DIRECTION 1: From the ray-sphere intersection text, copy out the part that opens with the words containing "Diagram showing ray" and closes with "quadratic in $t$.".
DIRECTION 2:
Answer these questions using the ray-sphere intersection text:
(a) What two things define a sphere?
(b) What does the vector q stand for?
(c) What does A equal when the ray direction is normalized?
-- START OF PROVIDED TEXT --
1. Ray-Sphere Intersection

Diagram showing ray intersecting a sphere at two points
Figure 18. Ray-Sphere Intersection: Substituting the ray equation into the sphere’s implicit equation yields a quadratic in $t$.

A sphere is one of the simplest analytic primitives to intersect. It is defined by its center point ${\color{#109618}\mathbf{c}}$ and its radius ${\color{#990099}R}$. Any point $\mathbf{p}$ on the surface of the sphere satisfies the equation:

$$ \|\mathbf{p} - {\color{#109618}\mathbf{c}}\|^2 = {\color{#990099}R}^2 $$

We want to find if our ray ever reaches a point $\mathbf{p}$ that satisfies this equation. Recall our ray equation, defined by an origin ${\color{#3273F6}\mathbf{o}}$ and a normalized direction ${\color{#FF4B4B}\mathbf{d}}$:

$$ \mathbf{p} = {\color{#3273F6}\mathbf{o}} + t{\color{#FF4B4B}\mathbf{d}} $$

To find the intersection, we simply substitute the ray equation into the sphere equation:

$$ \| ({\color{#3273F6}\mathbf{o}} + t{\color{#FF4B4B}\mathbf{d}}) - {\color{#109618}\mathbf{c}} \|^2 = {\color{#990099}R}^2 $$

To make the math cleaner, let $\mathbf{q} = {\color{#3273F6}\mathbf{o}} - {\color{#109618}\mathbf{c}}$ (the vector from the sphere’s center to the ray’s origin). Expanding the squared magnitude (which is the dot product of the vector with itself) gives us a classic quadratic equation in terms of $t$:

$$ ({\color{#FF4B4B}\mathbf{d}} \cdot {\color{#FF4B4B}\mathbf{d}})t^2 + 2(\mathbf{q} \cdot {\color{#FF4B4B}\mathbf{d}})t + (\mathbf{q} \cdot \mathbf{q} - {\color{#990099}R}^2) = 0 $$

This is in the standard quadratic form $At^2 + Bt + C = 0$, where:

  • $A = {\color{#FF4B4B}\mathbf{d}} \cdot {\color{#FF4B4B}\mathbf{d}}$ (If our ray direction is normalized, $A = 1$)
-- END OF PROVIDED TEXT --
-- START OF LISTED RECORDS --
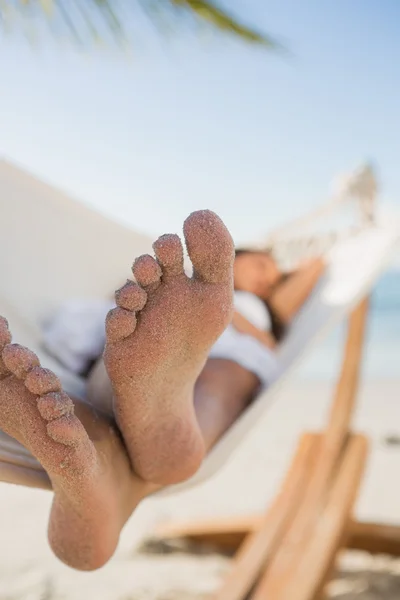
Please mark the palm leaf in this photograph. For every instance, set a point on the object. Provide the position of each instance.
(86, 21)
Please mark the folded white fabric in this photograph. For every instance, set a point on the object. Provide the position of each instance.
(75, 336)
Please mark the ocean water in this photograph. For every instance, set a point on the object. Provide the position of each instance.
(382, 349)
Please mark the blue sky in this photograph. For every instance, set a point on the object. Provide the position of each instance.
(213, 123)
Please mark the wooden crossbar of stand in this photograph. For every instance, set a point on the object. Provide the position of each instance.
(290, 551)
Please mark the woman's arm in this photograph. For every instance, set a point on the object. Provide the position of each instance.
(291, 294)
(244, 326)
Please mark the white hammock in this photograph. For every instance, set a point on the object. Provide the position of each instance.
(53, 248)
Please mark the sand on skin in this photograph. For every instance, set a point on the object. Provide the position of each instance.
(28, 571)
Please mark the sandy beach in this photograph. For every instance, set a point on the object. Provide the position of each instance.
(28, 570)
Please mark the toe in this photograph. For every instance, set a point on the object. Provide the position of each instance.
(40, 381)
(120, 323)
(67, 430)
(19, 360)
(147, 271)
(169, 252)
(210, 247)
(55, 405)
(131, 297)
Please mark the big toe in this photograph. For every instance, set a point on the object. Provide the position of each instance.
(210, 247)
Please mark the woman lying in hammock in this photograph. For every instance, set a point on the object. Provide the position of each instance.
(180, 365)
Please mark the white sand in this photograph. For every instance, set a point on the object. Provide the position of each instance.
(28, 570)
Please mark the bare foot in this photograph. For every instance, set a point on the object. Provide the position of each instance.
(86, 518)
(158, 339)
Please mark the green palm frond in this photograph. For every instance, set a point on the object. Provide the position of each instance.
(87, 21)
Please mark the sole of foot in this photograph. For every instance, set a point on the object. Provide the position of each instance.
(35, 411)
(158, 339)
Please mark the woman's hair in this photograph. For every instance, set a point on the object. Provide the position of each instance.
(278, 328)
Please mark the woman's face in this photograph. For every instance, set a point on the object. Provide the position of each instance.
(256, 272)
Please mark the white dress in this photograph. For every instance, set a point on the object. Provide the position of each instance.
(76, 336)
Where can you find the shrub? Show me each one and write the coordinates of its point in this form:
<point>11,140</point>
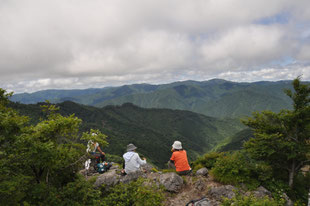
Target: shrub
<point>251,201</point>
<point>236,168</point>
<point>139,193</point>
<point>208,160</point>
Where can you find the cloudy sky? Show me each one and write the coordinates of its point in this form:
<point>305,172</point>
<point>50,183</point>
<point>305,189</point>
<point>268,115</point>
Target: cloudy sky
<point>69,44</point>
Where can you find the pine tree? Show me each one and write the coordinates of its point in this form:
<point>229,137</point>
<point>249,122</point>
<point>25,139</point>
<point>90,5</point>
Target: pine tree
<point>283,139</point>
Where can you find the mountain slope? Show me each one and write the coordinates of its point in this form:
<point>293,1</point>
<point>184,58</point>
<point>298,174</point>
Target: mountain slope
<point>151,130</point>
<point>217,98</point>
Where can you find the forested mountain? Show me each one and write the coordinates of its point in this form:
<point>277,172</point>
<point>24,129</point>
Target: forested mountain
<point>217,98</point>
<point>151,130</point>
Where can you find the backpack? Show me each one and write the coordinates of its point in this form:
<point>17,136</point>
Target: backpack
<point>103,167</point>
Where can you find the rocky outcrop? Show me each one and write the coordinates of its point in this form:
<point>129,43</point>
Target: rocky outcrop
<point>132,176</point>
<point>171,181</point>
<point>202,172</point>
<point>218,193</point>
<point>107,179</point>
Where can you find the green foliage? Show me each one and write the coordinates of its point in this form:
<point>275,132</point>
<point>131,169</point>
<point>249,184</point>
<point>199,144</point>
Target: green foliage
<point>151,130</point>
<point>218,98</point>
<point>38,162</point>
<point>79,192</point>
<point>283,139</point>
<point>242,200</point>
<point>236,168</point>
<point>139,193</point>
<point>208,160</point>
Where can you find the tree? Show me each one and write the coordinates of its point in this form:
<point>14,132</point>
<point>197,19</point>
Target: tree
<point>38,160</point>
<point>283,139</point>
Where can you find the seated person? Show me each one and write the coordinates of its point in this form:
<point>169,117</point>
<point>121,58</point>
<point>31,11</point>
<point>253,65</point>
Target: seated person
<point>179,160</point>
<point>132,160</point>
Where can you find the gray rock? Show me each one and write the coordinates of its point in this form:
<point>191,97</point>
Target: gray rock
<point>147,167</point>
<point>261,192</point>
<point>108,179</point>
<point>202,172</point>
<point>203,202</point>
<point>171,181</point>
<point>132,176</point>
<point>223,191</point>
<point>200,185</point>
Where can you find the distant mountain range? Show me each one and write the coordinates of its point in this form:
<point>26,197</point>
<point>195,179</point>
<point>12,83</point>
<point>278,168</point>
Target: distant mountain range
<point>153,131</point>
<point>216,98</point>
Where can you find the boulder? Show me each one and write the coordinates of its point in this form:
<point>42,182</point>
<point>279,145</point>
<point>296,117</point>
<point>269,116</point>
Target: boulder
<point>202,172</point>
<point>108,179</point>
<point>171,181</point>
<point>147,167</point>
<point>202,202</point>
<point>223,191</point>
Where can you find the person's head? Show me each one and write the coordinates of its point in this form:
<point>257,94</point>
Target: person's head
<point>131,147</point>
<point>177,145</point>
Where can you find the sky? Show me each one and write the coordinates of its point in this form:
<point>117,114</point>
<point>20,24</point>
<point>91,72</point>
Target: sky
<point>77,44</point>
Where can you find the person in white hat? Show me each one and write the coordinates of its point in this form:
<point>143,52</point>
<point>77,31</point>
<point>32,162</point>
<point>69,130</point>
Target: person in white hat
<point>132,159</point>
<point>179,159</point>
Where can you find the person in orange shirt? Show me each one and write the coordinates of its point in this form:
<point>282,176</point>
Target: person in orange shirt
<point>179,159</point>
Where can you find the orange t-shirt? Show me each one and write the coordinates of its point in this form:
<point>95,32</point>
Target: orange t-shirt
<point>180,160</point>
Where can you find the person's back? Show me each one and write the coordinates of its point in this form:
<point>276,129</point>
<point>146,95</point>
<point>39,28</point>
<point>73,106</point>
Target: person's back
<point>179,158</point>
<point>132,159</point>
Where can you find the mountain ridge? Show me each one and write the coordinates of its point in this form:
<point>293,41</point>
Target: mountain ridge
<point>151,130</point>
<point>218,98</point>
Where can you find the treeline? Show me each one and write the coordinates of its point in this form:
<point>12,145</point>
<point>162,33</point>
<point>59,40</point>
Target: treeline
-- END OF LISTED RECORDS --
TASK ANSWER 1:
Diagram showing ray intersecting a sphere at two points
Figure 18. Ray-Sphere Intersection: Substituting the ray equation into the sphere’s implicit equation yields a quadratic in $t$.

TASK ANSWER 2:
(a) Its center point c and its radius R.
(b) The vector from the sphere's center to the ray's origin, q = o − c.
(c) A = 1.